▶ Source text
━━━━━━━━━━━━━━━━━━━━━━━━━━━━━━

Hi, thank you for the reply. Here is a picture of the handle internals. Do you see an adjustment there for the trigger, or a misplacement of the throttle cable?


----------



## paulr44 (Oct 14, 2008)

All is in proper place, but that cable looks crushed, and kind of kinked where it enters the control. Perhaps it's just the cable binding? With the control assembled and the cable disconnected from the carb., if you hold the end by the carb. with some light tension and work the trigger, it should move to and fro without any resistance.

That control may have been moved back at one time, usually there's a gap between the clutch housing and the control.
P.S. That type of control doesn't have the screw in the trigger adjustment.


----------



## treefort (May 10, 2020)

Hi Paul, thanks for helping me. 

I took a video to show what's going on. Please excuse me for repeating myself at times in it.


----------



## treefort (May 10, 2020)

paulr44 said:


> All is in proper place, but that cable looks crushed, and kind of kinked where it enters the control. Perhaps it's just the cable binding? With the control assembled and the cable disconnected from the carb., if you hold the end by the carb. with some light tension and work the trigger, it should move to and fro without any resistance.
> 
> That control may have been moved back at one time, usually there's a gap between the clutch housing and the control.
> P.S. That type of control doesn't have the screw in the trigger adjustment.


Hi Paul,

I pulled the bowden cable out of the handle and did the push pull test and it loosened right up. I think the handle had slid and was getting crushed at the loom area like you said. I repositioned the handle giving it the 20mm gap that the manual calls for. I am guessing that is why they say you need a 20mm gap! I just worked it for over an hour and all is well. Running great. Thank you very much for your help and knowledge along the way. It is such a great machine, I am very happy to get her going again.


----------



## paulr44 (Oct 14, 2008)

Honestly, despite being Stihl Silver certified, I had no idea that gap spec. existed. Just used good visual judgement in all my years.


----------

━━━━━━━━━━━━━━━━━━━━━━━━━━━━━━

▶ Record excerpts
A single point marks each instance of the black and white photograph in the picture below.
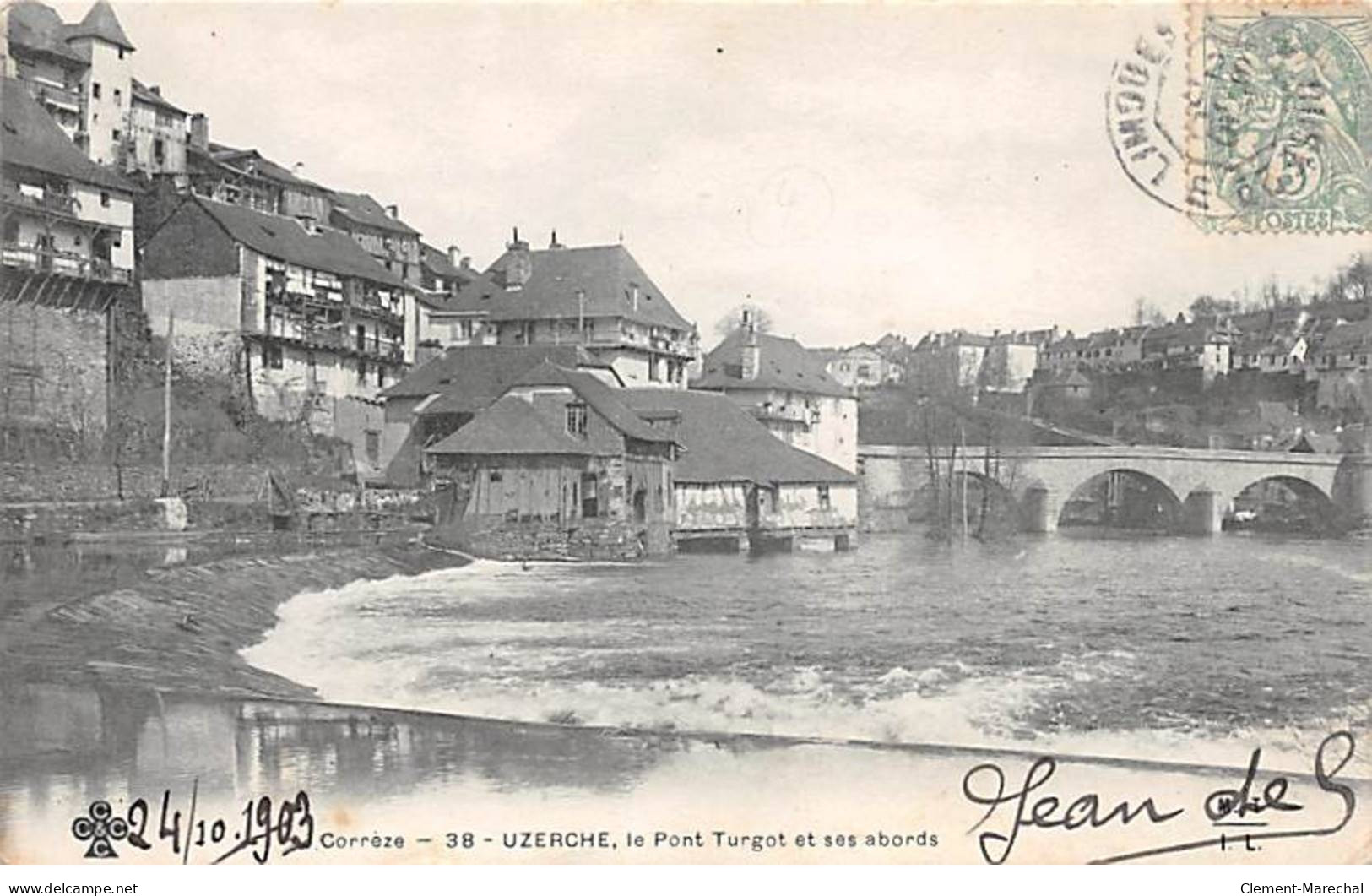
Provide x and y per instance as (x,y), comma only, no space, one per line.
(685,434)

━━━━━━━━━━━━━━━━━━━━━━━━━━━━━━

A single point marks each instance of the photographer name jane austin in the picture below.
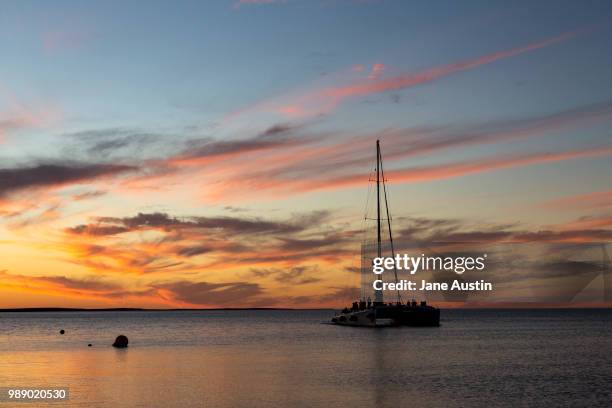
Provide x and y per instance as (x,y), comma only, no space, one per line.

━━━━━━━━━━━━━━━━━━━━━━━━━━━━━━

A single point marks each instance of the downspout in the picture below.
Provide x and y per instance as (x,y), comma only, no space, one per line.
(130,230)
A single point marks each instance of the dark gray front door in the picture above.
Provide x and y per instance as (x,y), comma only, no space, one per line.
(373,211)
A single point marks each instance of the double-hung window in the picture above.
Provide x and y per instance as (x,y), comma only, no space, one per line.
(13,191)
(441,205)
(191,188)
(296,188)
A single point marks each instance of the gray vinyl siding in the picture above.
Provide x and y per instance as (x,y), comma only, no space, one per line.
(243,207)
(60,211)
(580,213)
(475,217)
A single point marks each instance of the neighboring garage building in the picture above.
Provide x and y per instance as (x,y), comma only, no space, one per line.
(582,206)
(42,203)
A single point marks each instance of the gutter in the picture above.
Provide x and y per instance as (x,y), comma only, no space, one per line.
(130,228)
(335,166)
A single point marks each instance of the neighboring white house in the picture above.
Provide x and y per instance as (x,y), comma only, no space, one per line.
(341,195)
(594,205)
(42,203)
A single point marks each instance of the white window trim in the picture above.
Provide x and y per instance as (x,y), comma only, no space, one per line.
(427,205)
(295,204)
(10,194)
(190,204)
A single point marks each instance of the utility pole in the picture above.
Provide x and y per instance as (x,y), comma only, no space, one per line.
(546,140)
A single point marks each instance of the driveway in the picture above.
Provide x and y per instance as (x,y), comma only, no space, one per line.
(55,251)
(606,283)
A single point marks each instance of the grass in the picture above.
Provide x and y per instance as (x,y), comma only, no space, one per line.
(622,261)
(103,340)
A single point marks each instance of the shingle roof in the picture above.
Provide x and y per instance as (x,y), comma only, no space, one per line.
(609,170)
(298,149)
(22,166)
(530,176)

━━━━━━━━━━━━━━━━━━━━━━━━━━━━━━

▶ Aim of the exercise
Echo the stretch of the forum thread from "I pulled the" through "all my years.", word for word.

▶ Answer to the problem
I pulled the bowden cable out of the handle and did the push pull test and it loosened right up. I think the handle had slid and was getting crushed at the loom area like you said. I repositioned the handle giving it the 20mm gap that the manual calls for. I am guessing that is why they say you need a 20mm gap! I just worked it for over an hour and all is well. Running great. Thank you very much for your help and knowledge along the way. It is such a great machine, I am very happy to get her going again.


----------



## paulr44 (Oct 14, 2008)

Honestly, despite being Stihl Silver certified, I had no idea that gap spec. existed. Just used good visual judgement in all my years.